»»

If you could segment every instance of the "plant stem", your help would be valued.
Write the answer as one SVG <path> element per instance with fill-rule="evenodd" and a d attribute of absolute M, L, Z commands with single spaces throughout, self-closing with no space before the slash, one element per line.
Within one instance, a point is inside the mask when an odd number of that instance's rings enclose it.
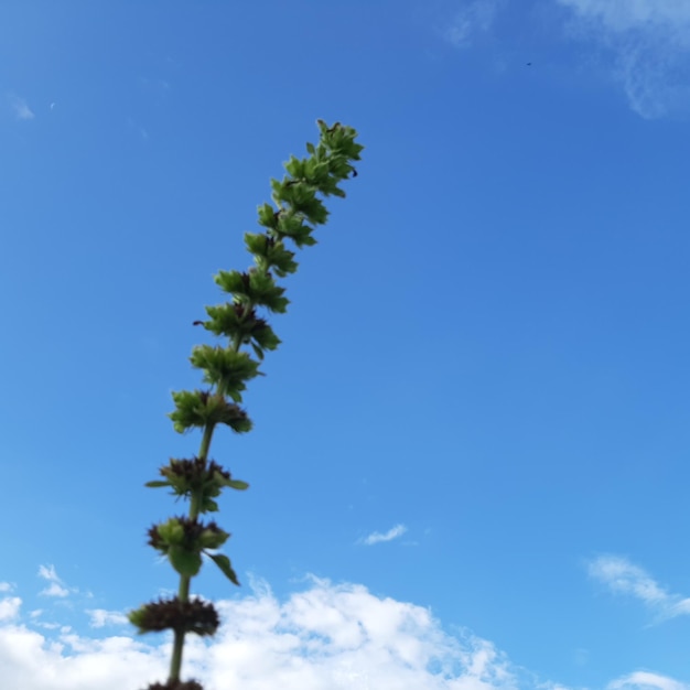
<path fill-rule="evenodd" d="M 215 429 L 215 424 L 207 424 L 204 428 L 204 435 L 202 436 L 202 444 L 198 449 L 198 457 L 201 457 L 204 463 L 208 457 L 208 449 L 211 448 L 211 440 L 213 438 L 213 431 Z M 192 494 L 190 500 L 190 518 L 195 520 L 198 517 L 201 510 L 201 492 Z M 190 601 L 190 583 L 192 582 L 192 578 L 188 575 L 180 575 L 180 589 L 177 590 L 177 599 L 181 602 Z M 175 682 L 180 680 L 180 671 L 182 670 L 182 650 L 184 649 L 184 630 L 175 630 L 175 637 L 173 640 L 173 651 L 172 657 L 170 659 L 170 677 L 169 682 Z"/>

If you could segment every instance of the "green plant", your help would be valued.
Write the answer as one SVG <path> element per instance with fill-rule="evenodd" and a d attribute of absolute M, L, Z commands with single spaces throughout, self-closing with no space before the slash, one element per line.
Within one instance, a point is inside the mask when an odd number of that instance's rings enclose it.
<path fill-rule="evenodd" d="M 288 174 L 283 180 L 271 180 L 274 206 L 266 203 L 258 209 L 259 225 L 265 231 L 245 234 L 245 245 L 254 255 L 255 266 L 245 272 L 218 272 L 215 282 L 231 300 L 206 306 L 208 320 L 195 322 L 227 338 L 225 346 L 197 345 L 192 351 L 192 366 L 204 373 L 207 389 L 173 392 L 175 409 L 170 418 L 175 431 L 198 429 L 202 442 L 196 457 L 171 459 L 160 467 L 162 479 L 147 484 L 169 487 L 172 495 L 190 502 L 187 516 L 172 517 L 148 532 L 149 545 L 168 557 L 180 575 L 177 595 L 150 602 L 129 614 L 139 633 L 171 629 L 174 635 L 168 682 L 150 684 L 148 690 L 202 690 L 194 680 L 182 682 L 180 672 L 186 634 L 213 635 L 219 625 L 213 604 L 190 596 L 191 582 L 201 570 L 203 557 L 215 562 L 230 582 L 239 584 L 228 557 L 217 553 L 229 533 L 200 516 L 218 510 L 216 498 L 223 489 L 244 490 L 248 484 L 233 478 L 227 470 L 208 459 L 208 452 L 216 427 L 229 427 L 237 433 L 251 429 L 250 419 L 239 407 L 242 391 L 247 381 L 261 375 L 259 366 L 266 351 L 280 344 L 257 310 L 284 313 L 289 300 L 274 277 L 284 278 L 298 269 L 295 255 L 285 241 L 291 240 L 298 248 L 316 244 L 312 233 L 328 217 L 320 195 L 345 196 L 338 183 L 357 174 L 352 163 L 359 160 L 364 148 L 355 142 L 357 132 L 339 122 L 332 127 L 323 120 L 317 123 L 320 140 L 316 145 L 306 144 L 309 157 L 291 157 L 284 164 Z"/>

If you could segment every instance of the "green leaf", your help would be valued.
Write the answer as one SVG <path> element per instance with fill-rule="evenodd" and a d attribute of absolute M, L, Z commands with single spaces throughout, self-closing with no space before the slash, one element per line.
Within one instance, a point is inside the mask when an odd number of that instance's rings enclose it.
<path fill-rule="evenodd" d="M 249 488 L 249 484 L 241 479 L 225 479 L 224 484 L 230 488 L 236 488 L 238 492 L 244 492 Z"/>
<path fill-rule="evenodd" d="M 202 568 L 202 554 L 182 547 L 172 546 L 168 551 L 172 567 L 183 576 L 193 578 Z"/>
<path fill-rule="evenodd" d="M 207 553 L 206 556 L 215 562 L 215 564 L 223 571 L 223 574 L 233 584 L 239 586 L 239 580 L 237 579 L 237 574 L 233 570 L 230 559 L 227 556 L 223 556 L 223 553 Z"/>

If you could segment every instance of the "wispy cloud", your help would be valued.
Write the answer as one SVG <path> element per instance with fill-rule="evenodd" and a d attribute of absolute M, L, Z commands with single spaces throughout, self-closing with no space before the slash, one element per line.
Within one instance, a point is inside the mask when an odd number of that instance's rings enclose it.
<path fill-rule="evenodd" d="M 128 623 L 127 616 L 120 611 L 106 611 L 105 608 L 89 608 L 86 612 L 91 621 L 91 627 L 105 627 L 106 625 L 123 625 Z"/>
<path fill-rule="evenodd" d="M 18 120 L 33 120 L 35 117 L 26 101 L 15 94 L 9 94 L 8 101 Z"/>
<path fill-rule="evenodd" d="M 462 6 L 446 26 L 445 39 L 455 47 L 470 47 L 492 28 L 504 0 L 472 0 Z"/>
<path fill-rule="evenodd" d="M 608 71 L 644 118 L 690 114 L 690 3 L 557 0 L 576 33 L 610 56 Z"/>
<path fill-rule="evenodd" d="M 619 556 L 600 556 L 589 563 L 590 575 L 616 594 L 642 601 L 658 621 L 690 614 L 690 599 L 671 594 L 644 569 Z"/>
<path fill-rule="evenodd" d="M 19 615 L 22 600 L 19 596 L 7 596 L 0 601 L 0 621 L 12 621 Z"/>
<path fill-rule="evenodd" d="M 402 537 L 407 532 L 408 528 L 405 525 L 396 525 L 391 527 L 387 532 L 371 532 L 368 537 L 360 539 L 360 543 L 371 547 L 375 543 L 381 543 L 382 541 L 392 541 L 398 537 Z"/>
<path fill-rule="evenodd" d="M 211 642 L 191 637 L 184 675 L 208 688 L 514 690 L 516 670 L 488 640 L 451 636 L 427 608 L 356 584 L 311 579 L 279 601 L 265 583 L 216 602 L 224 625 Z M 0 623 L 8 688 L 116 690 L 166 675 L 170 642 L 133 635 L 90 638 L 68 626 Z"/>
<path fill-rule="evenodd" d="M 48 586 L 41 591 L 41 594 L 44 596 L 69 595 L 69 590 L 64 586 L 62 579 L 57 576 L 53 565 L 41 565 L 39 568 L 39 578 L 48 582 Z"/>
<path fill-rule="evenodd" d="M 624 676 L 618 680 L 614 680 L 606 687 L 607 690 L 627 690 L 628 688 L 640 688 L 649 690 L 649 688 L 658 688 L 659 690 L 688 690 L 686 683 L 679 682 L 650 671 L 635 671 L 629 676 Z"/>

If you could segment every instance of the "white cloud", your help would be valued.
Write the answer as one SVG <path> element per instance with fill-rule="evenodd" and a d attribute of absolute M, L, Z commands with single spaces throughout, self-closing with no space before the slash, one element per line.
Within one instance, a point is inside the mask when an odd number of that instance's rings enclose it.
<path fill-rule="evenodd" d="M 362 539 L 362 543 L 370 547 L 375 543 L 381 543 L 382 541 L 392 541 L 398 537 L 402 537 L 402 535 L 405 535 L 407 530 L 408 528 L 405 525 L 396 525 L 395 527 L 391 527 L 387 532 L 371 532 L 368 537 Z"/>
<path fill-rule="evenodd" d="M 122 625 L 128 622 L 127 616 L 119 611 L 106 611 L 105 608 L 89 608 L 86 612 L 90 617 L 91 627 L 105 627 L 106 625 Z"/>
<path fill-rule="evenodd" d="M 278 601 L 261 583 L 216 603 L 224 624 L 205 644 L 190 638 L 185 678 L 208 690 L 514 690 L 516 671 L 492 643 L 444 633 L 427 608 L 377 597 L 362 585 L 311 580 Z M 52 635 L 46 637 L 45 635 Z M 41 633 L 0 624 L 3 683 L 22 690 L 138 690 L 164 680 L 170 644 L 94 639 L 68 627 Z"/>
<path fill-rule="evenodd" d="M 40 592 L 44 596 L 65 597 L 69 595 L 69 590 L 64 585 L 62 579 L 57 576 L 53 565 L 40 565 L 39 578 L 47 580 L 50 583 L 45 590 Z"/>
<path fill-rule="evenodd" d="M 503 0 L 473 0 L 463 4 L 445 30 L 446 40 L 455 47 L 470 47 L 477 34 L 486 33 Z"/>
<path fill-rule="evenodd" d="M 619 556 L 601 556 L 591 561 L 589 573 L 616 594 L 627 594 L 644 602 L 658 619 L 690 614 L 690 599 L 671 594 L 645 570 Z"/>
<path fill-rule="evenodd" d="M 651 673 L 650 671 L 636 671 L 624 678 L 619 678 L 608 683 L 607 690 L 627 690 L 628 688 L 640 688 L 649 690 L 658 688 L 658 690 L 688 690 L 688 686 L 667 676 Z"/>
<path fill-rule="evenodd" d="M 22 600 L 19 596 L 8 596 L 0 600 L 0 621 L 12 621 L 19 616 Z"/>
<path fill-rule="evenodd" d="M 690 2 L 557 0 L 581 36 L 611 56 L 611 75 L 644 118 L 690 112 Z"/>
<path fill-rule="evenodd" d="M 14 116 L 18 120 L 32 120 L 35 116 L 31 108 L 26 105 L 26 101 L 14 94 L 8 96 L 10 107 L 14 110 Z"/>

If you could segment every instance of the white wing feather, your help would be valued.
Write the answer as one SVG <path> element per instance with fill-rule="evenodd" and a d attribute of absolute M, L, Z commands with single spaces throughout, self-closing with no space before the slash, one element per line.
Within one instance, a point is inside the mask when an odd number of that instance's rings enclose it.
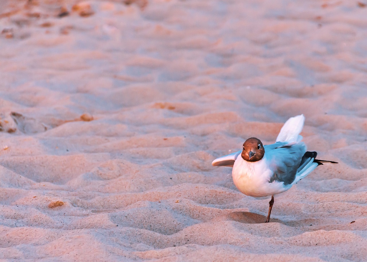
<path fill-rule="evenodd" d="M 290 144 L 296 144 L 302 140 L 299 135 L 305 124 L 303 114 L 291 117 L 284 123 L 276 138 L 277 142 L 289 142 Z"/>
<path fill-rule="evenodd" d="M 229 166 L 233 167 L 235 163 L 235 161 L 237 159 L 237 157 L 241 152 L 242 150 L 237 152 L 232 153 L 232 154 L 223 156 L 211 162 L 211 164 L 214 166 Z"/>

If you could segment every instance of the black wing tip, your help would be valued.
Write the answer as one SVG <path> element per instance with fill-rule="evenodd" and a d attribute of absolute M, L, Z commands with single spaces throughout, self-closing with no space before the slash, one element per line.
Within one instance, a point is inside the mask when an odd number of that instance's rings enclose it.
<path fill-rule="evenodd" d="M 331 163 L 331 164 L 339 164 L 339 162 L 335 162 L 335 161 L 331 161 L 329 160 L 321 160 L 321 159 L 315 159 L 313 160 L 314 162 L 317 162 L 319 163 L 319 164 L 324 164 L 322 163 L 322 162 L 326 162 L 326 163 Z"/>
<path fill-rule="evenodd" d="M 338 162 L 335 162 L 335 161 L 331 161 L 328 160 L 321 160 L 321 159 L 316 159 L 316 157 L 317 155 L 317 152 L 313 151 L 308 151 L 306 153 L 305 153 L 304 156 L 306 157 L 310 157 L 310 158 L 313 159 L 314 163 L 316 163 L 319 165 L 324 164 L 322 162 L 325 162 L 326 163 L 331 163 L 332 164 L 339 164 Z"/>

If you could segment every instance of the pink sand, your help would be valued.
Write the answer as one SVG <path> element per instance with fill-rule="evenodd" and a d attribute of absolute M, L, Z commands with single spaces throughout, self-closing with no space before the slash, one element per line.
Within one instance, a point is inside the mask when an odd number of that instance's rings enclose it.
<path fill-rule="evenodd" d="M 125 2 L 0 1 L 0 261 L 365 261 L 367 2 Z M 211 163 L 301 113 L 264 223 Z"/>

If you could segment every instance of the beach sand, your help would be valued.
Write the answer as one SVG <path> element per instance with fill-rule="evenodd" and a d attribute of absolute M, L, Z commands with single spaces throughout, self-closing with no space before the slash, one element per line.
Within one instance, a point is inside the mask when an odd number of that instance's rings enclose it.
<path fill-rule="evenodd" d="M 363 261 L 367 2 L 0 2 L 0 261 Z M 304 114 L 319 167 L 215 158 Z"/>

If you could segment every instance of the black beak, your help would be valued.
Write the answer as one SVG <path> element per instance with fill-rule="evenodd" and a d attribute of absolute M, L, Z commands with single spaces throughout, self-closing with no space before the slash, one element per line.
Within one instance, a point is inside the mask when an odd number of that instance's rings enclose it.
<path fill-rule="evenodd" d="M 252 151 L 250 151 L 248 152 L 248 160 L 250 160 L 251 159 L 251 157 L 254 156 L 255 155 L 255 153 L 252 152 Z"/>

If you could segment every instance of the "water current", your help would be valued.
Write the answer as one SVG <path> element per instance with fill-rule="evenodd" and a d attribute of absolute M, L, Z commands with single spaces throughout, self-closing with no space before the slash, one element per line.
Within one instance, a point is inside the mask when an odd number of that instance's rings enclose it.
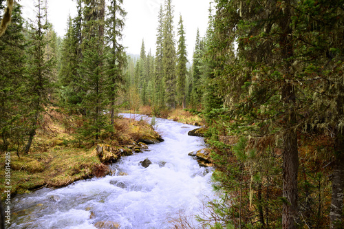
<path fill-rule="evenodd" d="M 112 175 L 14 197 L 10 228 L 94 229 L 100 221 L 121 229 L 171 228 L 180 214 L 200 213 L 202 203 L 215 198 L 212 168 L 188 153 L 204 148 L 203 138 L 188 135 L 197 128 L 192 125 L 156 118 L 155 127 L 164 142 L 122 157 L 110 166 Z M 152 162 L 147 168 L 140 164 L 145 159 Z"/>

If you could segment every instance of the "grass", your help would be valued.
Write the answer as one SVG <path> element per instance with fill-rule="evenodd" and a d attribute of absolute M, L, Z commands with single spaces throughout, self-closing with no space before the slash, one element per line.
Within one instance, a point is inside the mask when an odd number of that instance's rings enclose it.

««

[To do]:
Scale the listing above from the line with "If you could segment every instance of the white" up to and including the line with "0 261 L 365", repeating every line, requests included, and leaving out the pictures. Multiply each coordinate in the answer paths by 2.55 and round to whole numbers with halves going up, changing no other numbers.

[Task response]:
If you could segment every instance of the white wing feather, your help would be valued.
Write the answer as one SVG <path> element per instance with fill-rule="evenodd" and a d attribute of absolute M, L, Z commands with single spaces throughout, self-closing with no space before the slash, one element per line.
Within one instance, a point is inside the mask when an odd number of that instance's rings enclose it.
<path fill-rule="evenodd" d="M 740 367 L 755 367 L 770 357 L 762 344 L 778 316 L 773 291 L 742 298 L 724 314 L 704 352 L 706 362 L 737 362 Z"/>
<path fill-rule="evenodd" d="M 584 423 L 594 426 L 599 416 L 599 411 L 604 405 L 604 400 L 615 388 L 617 383 L 604 388 L 592 390 L 592 393 L 569 398 L 538 413 L 538 418 L 546 423 Z"/>

If you could segment every instance of the black wing tip, your help would be valued.
Write the answer as one SVG <path> element per instance with fill-rule="evenodd" and a d attribute of absolute M, L, Z commands with single spaces throughout, self-closing with no space before the slash, one element per line.
Within one instance, a point is inside the mask when an odd number of that instance's rings enclose it.
<path fill-rule="evenodd" d="M 844 416 L 844 418 L 864 418 L 864 413 L 854 413 L 854 411 L 844 411 L 839 408 L 819 408 L 819 405 L 803 405 L 798 408 L 801 413 L 808 413 L 813 416 L 813 418 L 826 418 L 821 416 L 821 413 L 831 413 L 831 416 Z"/>
<path fill-rule="evenodd" d="M 862 413 L 854 413 L 854 411 L 844 411 L 836 408 L 819 408 L 819 405 L 806 405 L 806 400 L 808 395 L 808 388 L 798 385 L 785 385 L 780 390 L 778 390 L 775 398 L 780 400 L 791 400 L 791 403 L 798 405 L 801 416 L 806 416 L 813 421 L 826 418 L 821 413 L 829 413 L 831 416 L 844 416 L 847 418 L 864 418 Z"/>

If you could segment every instance of the pink sand, your help would be valued.
Write the answer as one SVG <path> element per instance with fill-rule="evenodd" and a d attribute of absolute M, L, Z commands with single spaces throughout, self-closing with no space before the slash, one element per line.
Within one instance, a point is inside the mask when an odd number of that instance's rings enclose it.
<path fill-rule="evenodd" d="M 319 5 L 0 3 L 0 666 L 931 666 L 936 5 Z M 538 416 L 768 288 L 673 569 Z"/>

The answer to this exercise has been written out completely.